§ Exercise
Can you write out the data starting at the line containing "of the rooftop?" and ending at the end of the data, keeping the requests unchanged but multiplying every x and y coordinate in the answers by 0.45 and rounding to whole numbers, halves up? Leave the pictures out.

§ Material for this task
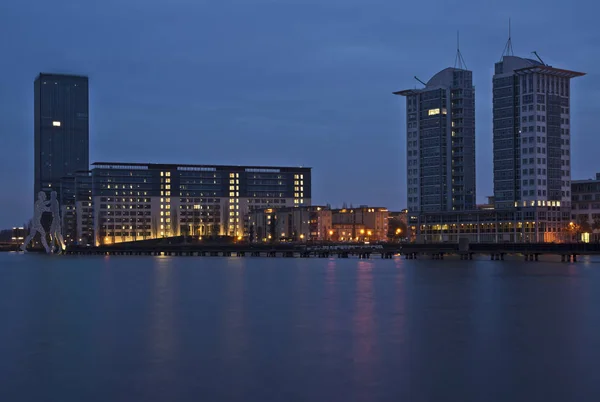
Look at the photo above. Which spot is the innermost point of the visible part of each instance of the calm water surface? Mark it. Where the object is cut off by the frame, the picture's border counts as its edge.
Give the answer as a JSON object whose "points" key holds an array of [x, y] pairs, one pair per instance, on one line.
{"points": [[258, 329]]}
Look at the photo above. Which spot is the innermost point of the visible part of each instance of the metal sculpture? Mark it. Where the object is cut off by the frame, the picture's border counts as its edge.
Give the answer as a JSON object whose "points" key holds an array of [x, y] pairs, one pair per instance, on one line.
{"points": [[56, 226], [41, 206]]}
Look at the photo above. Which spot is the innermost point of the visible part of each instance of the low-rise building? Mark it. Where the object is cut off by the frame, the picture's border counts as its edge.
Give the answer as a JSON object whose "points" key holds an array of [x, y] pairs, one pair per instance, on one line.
{"points": [[359, 224], [77, 210], [544, 223], [139, 201], [305, 223], [585, 208]]}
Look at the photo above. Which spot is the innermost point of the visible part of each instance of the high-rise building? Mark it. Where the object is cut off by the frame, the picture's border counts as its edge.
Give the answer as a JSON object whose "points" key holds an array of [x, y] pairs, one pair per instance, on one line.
{"points": [[61, 129], [440, 143], [532, 131]]}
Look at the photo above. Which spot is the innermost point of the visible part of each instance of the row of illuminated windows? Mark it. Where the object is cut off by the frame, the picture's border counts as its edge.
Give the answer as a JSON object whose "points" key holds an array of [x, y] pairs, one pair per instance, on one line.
{"points": [[123, 206], [137, 200]]}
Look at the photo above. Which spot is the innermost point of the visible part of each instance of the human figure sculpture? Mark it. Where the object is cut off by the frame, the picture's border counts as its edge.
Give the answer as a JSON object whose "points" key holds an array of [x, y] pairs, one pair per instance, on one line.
{"points": [[41, 206], [56, 226]]}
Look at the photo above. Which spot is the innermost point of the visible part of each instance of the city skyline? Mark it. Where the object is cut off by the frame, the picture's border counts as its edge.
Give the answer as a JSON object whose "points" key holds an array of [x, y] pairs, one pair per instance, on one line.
{"points": [[274, 110]]}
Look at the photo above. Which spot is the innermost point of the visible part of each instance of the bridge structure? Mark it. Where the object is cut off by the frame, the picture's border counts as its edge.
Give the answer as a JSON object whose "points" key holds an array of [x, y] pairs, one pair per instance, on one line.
{"points": [[497, 251], [180, 246], [288, 250]]}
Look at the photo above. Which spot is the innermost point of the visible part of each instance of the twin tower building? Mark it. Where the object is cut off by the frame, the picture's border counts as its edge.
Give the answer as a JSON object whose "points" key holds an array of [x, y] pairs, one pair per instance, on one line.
{"points": [[532, 154]]}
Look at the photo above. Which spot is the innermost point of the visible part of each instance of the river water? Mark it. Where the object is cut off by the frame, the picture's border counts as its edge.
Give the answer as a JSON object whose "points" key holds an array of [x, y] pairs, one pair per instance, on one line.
{"points": [[269, 329]]}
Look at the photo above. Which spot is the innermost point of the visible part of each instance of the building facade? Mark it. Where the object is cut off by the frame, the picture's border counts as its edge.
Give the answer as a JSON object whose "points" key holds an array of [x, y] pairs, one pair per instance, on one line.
{"points": [[134, 201], [77, 211], [305, 223], [440, 143], [585, 208], [359, 224], [61, 129], [532, 132]]}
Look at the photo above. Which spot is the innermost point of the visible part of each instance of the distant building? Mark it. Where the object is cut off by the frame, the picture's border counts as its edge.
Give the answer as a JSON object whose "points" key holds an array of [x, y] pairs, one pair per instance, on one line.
{"points": [[137, 201], [306, 223], [359, 224], [61, 129], [532, 131], [18, 235], [585, 208], [440, 126], [398, 228], [488, 205], [77, 208]]}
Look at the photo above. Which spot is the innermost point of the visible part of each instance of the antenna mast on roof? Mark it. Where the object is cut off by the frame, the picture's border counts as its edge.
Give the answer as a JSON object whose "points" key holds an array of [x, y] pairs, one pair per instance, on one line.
{"points": [[508, 48], [420, 80], [459, 61]]}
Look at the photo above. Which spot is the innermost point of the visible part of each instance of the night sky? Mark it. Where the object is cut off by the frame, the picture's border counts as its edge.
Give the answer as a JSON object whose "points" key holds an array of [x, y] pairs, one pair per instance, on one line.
{"points": [[276, 82]]}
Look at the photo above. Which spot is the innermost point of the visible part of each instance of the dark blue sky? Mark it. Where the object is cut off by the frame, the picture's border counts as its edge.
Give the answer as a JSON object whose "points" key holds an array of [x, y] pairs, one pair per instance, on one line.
{"points": [[303, 82]]}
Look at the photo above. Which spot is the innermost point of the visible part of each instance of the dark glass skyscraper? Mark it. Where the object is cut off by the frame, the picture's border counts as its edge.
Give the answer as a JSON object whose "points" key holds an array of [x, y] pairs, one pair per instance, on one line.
{"points": [[61, 129], [440, 143]]}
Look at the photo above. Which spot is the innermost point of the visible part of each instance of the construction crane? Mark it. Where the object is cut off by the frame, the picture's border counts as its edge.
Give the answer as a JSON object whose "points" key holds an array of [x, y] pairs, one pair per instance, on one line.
{"points": [[538, 56], [420, 80]]}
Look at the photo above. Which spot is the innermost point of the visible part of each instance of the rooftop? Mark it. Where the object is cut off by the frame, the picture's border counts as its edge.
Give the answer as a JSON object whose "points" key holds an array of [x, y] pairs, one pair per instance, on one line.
{"points": [[172, 166], [549, 70], [59, 75]]}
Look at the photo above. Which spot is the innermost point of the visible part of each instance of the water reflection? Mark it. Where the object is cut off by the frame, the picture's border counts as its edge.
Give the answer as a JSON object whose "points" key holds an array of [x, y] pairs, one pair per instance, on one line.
{"points": [[234, 331], [365, 341], [163, 326]]}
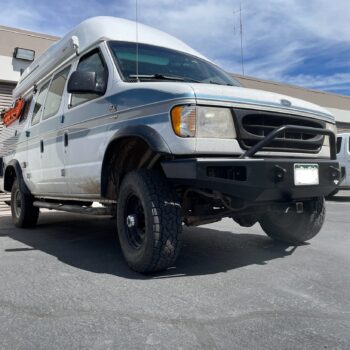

§ Final answer
Look at the photo above. Which spot is the innermost point of the visible part of each instance of the rooftop? Mark it. Where the object is cut off by the frame, the picture's border counts as its edge.
Give the answer as a JSON object whose "points" key holds an array of [x, y] pairs, one pair per instance, on one line.
{"points": [[77, 75], [247, 32], [27, 34]]}
Look at the photo above. Which spot is the innermost point of the visible part of each instance of the water reflection? Mark it. Where the object is cut off by the frame, the picture's border counts as its edge.
Give the answer as a JSON object whose "points" key holds an array of [x, y] pairs, one pair per instance, on one line.
{"points": [[105, 149], [164, 153], [73, 147]]}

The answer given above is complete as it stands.